A block of data:
# # # # #

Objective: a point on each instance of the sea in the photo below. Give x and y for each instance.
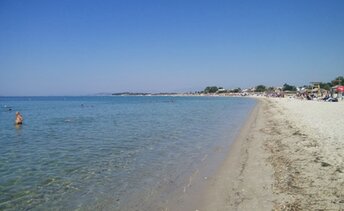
(113, 152)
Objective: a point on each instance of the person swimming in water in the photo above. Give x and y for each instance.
(19, 118)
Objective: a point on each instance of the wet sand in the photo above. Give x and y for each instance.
(288, 156)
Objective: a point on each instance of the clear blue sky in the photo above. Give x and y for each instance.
(77, 47)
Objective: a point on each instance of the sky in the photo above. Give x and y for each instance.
(81, 47)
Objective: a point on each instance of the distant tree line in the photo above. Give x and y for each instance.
(286, 87)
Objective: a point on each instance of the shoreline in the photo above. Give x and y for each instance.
(289, 155)
(235, 186)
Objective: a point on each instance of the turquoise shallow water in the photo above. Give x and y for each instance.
(115, 153)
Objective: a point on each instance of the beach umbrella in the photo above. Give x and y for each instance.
(340, 88)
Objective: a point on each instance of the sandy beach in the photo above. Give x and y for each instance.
(288, 156)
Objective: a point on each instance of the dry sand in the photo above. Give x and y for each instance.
(289, 156)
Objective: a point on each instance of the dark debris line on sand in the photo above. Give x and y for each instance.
(304, 180)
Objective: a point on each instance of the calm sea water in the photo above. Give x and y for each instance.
(111, 153)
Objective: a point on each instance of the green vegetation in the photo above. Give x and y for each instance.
(286, 87)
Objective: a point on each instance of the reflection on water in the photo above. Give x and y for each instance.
(109, 152)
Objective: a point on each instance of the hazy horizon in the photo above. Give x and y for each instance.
(72, 48)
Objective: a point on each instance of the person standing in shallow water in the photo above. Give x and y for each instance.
(19, 118)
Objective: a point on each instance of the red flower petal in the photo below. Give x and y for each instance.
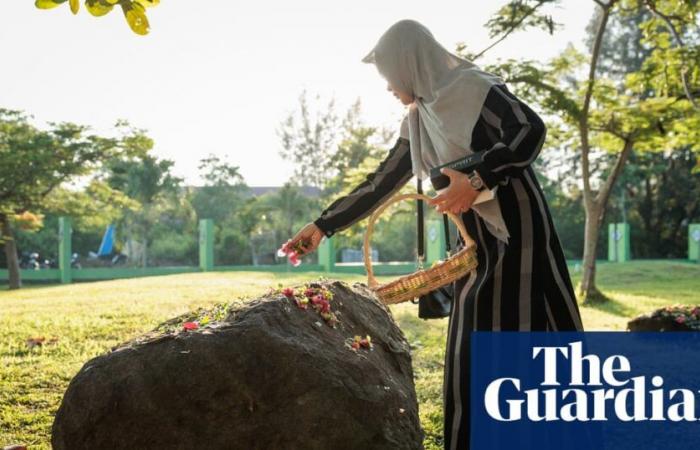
(190, 325)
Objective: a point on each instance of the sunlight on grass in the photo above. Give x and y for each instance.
(90, 318)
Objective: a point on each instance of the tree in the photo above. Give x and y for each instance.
(34, 162)
(605, 118)
(149, 181)
(309, 139)
(223, 199)
(134, 10)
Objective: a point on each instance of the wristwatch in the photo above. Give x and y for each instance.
(476, 181)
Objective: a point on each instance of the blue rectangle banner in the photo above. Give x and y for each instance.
(585, 390)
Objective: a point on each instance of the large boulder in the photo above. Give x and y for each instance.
(261, 374)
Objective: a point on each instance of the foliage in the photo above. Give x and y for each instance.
(90, 318)
(309, 138)
(134, 10)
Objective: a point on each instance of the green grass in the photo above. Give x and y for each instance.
(89, 319)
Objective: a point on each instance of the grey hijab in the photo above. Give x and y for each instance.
(449, 92)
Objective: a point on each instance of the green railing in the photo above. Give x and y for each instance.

# # # # #

◆ **Written problem**
Go through the listing above and write it out again exactly, dropping the pictures.

◆ **Result of the task**
Objective: a point on each instance of the sea in the photo below. Give x and y for each instance.
(113, 152)
Objective: a point on each instance of the person swimming in water in the photo above. Give x and y for each instance.
(19, 118)
Objective: a point on each instance of the wet sand in the photo above. Give x and y for each instance.
(288, 156)
Objective: a point on each instance of the clear blue sky in the photo above. Give x and y for each instance.
(77, 47)
Objective: a point on each instance of the sky in the photo above. Give x and y for each instance.
(81, 47)
Objective: a point on each instance of the distant tree line in the photo above. Give x and y for each instance.
(286, 87)
Objective: a point on each instance of the shoreline in the photo above. Give x and y for each instance.
(289, 155)
(235, 186)
Objective: a point on each instance of the turquoise shallow water in the photo above. Give x and y for each instance.
(115, 153)
Objective: a point on each instance of the beach umbrella in the photo above. Give x and y for each instance.
(340, 88)
Objective: a point on each instance of the sandy beach in the photo above. Give x and y for each instance.
(288, 156)
Objective: a point on each instance of the dry sand in the photo above. Give x and y for each instance.
(289, 156)
Objective: a point on each instance of the dark debris line on sand in the photo above. Give x and y for each instance.
(304, 180)
Objective: a point on each instance of the calm sea water in the photo above. Give x and y for each instance.
(111, 153)
Objective: a point on each instance of the green vegetation in the photo above. Give x and y for each instance.
(286, 87)
Objective: a point on each instance of the reflection on water in the photo above. Give x and y for each instance.
(109, 152)
Objective: a point on each instance of the hazy horizon in the photo above. Give x and y for each instance.
(72, 48)
Objective: a point on each instance of the person standing in shallow water in the photo above. Give x and y for each instance.
(19, 118)
Objective: a point on each instance of the red flower petal in the photo below. Give x and y for each instance.
(190, 325)
Objective: a point on each instance of the sunlight on grass in the photo above. Give x and y for each instance.
(90, 318)
Objective: a point on each instance of the tree in the photo above. Give x and y for each instance.
(34, 162)
(605, 118)
(149, 181)
(309, 139)
(223, 199)
(134, 10)
Objective: a point on each instance of the wristwatch in the photo above. Give x and y for each instance.
(476, 181)
Objective: a point on each instance of the blue rectangle banner in the photo above. Give x and y for each instance.
(585, 390)
Objective: a point on each instance of the large boulder in the photo above. Give x and y for each instance.
(261, 374)
Objective: a point on each instance of the foliage in the photo above. Give x and y for each instance.
(90, 318)
(309, 138)
(134, 10)
Objective: a point on each instance of the green grass in the photo above. Give x and y for each instance.
(89, 319)
Objective: a point on each instance of the grey hijab in the photo above. Give x and y for each instance.
(449, 92)
Objective: a point on each instance of the green railing in the photo above. Give x and y for each instance.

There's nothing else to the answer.